# EXTRAIT PRÉSENTÉ:
L’avenir des biocarburants

James Dettwiler

Actuellement, les biocarburants dits de première génération font l’objet de critiques de plus en plus vives. Ils sont accusés de contribuer à la hausse mondiale des prix alimentaires et d’aggraver la déforestation. L’Union européenne a finalement donné un coup de frein à la production de ces biocarburants, tout en favorisant la valorisation de nouvelles générations.
Le pétrole est l’un des piliers de notre économie industrielle, fournissant la quasi totalité des carburants. Avec une estimation des stocks pour 50 ans au maximum, la pénurie est proche. D’après la compagnie pétrolière Total, le pic (ou maximum) de la production mondiale de pétrole interviendra dans la décennie 2020. Un des moyens plausible mis en œuvre pour palier la diminution conséquente de la ressource pétrolière est le développement des biocarburants. Cependant, un débat s’est instauré sur le réel intérêt écologique des biocarburants. Ils font l’objet de critiques de plus en plus vives. Ils sont accusés de contribuer à la hausse mondiale des prix alimentaires, de participer à l’insécurité alimentaire dans les pays en développement et d’aggraver la déforestation. Les plantations dévolues à ce type de cultures provoquent un effet de déplacement des autres cultures alimentaires, comme en Amazonie ou en Indonésie, par exemple. De plus, la destruction des forêts, des prairies ou des tourbières met en péril ces puissants pièges à gaz carbonique.

# CONSIGNES:
1/ D'après le texte sur l'avenir des biocarburants, à quel moment la compagnie Total situe-t-elle le pic de la production mondiale de pétrole ?
2/ Poursuivez, s'il vous plaît, le texte sur l'avenir des biocarburants à partir de sa dernière phrase.
Le matériel qui suit n'a aucun rôle à jouer ici.

# DONNÉES ENREGISTRÉES:

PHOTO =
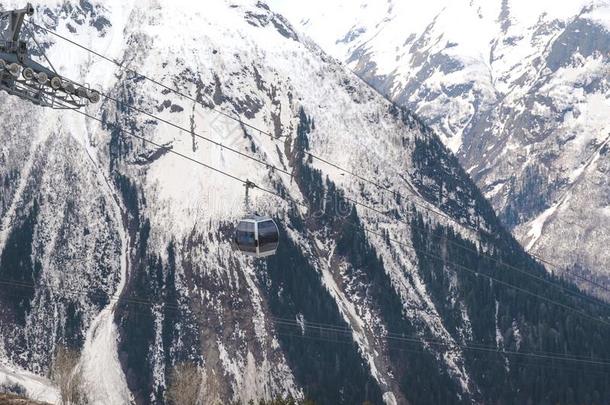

# RÉPONSES:
1/ Dans la décennie 2020.

2/
 
Auteur: Harald Hoyer

 
 
Les différentes générations de biocarburants
Les biocarburants sont définis suivant des générations, qui correspondent à la biomasse utilisée et aux procédés de fabrication. Leur combustion ne produit que du gaz carbonique et de la vapeur d’eau, pas ou peu d’oxydes azotés et soufrés (NOx, SOx). Actuellement, on distingue trois générations de biocarburants:
 
Les biocarburants de première génération
Ces biocarburants sont représentés principalement par deux types: le bioéthanol et le biodiesel. Ce sont les seuls qui sont produits actuellement à l’échelle industrielle. Le bioéthanol est produit à partir de canne à sucre, de betteraves sucrières ou de céréales. Son processus de fabrication transforme le sucre en éthanol par fermentation, puis le mélange à l’essence. Le biodiesel est fabriqué à partir de différentes sources d’acides gras, contenus dans le soja, le colza, la palme ou d’autres huiles végétales, suivant un processus appelé transestérification. On utilise de l’huile raffinée qui est mélangée à froid à un alcool en présence d’un catalyseur, à savoir une base, telle que l’hydroxyde de sodium ou de potassium. Le biodiesel ainsi obtenu est uniquement mélangé au gazole.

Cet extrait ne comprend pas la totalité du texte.